■ **Task goal**
Extend the passage about the postponed Big Three Conference, picking up right after its final sentence.

>> BEGIN Source text

Mr. Rankin then informed Mr. Hoffman that 58 percent of rural homes in Michigan were without electricity, to which Mr. Hoffman replied that at least his state's farmers could read and write, an attribute not shared by the farmers of Mississippi, a discriminatory flat-picked rebuke, a fit again without surcease of questionable authenticity.

Beg Pardon for our Liberty; it emanates from the refined confines of Big Daddy's hat-tricked Old Duke.

Drew Pearson tells of why the Big Three Conference had been postponed from the previous November 22, two weeks following the election. Prime Minister Churchill especially had desired the meeting at that time. FDR had tentatively agreed to the meet, but Josef Stalin refused to gather anywhere outside Russia.

Presidential advisers, primarily Harry Hopkins, felt it wise for the President to wait until Stalin and Churchill had a chance to work out some of their own differences before FDR got in between them and had to act as mediator. Moreover, FDR wanted to rest after the election and attend to some domestic issues.

>> END Source text
>> BEGIN Supplied material

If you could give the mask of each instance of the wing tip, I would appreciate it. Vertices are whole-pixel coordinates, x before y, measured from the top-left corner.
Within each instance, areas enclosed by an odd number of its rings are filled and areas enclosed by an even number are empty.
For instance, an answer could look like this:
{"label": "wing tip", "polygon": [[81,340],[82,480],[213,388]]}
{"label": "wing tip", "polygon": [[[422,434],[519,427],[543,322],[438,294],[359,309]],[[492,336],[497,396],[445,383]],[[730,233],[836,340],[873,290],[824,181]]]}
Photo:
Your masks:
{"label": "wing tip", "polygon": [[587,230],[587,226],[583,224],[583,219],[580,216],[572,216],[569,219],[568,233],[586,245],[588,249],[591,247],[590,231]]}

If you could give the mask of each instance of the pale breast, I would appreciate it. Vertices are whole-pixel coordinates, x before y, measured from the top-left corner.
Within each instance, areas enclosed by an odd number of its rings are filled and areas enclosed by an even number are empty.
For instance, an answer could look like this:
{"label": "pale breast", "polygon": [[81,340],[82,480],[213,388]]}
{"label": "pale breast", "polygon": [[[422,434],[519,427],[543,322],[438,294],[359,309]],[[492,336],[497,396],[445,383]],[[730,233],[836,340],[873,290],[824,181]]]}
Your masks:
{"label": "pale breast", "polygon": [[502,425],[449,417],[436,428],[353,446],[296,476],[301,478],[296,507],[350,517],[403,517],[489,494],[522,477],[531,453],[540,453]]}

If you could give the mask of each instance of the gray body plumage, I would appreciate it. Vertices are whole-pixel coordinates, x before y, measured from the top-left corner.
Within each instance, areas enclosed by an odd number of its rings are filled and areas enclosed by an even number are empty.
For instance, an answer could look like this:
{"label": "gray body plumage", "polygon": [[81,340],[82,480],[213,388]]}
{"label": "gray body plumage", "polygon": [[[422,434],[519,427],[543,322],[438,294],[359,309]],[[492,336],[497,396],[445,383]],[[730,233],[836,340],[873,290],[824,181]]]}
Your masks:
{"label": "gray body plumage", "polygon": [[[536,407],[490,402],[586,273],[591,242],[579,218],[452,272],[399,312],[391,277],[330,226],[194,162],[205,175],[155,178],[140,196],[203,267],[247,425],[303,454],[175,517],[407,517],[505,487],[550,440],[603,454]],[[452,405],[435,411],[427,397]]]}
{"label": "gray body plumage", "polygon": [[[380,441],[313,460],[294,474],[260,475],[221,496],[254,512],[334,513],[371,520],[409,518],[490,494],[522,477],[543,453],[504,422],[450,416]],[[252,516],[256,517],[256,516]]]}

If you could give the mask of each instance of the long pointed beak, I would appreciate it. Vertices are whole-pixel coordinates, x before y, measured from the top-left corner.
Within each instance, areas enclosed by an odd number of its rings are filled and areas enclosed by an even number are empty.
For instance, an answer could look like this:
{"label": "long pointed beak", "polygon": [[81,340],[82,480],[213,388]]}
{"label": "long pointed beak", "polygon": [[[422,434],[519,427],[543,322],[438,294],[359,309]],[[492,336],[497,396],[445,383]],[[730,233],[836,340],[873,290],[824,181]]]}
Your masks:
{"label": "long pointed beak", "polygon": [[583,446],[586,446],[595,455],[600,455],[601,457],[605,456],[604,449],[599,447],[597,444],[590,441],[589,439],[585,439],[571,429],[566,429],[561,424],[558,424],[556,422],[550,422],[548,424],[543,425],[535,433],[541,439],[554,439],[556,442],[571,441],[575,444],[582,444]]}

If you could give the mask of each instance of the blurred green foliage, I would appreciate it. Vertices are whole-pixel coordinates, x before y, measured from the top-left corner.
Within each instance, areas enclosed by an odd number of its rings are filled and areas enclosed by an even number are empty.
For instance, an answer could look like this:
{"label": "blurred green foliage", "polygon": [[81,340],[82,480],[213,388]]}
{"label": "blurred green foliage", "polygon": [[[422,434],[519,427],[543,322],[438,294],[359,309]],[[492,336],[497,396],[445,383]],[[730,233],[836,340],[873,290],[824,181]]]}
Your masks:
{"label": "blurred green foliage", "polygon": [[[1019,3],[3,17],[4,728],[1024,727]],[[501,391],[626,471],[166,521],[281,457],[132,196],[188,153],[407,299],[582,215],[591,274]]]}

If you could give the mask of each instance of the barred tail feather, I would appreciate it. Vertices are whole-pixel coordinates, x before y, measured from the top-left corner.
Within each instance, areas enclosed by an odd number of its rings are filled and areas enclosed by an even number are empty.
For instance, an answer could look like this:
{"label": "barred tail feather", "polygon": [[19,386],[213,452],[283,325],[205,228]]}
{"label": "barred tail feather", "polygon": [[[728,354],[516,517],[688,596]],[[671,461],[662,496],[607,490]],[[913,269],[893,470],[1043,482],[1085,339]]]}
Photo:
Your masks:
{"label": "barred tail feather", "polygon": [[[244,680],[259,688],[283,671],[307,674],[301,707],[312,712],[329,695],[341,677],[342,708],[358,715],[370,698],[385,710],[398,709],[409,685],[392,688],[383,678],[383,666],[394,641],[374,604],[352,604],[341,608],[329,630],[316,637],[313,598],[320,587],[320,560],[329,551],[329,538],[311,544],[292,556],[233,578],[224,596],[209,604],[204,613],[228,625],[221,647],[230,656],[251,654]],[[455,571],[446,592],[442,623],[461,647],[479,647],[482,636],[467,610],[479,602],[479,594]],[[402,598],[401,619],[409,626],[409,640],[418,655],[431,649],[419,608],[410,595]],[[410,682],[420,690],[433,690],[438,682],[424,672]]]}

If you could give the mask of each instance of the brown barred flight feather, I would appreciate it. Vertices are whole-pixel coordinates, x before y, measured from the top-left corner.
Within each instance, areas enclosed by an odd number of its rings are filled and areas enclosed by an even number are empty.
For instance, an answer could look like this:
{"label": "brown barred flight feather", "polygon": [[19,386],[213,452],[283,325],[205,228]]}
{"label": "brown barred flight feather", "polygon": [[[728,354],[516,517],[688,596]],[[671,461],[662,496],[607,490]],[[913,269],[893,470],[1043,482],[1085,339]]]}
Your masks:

>> END Supplied material

■ **Task output**
Prime Minister Churchill was quite upset by the delay, causing the correspondence between FDR and the Prime Minister to lose its usual cordiality.

Finally, with the situation between Britain and Greece being troublesome and, as well, the veto by Churchill of Count Carlo Sforza as Foreign Minister of Italy having stirred problems, the President became restive for the meeting forthwith, following his inauguration January 20. He wanted to depart right afterward, but the military entourage had indicated it was not possible to arrange transportation that quickly.

Mr. Pearson next reports that Vice-President Truman had a new military aide, Col. Harry Vaughan of Missouri, the first time anyone could remember such an aide for the Vice-President. No explanation or speculation is provided as to the reason for the sudden assignment of a military aide. It could not be logically ascribed to the fact of the President going abroad, as no such assignment had occurred with Vice-President Wallace when the President had gone to Casablanca in January, 1943 or to Tehran and Cairo in November-December, 1943.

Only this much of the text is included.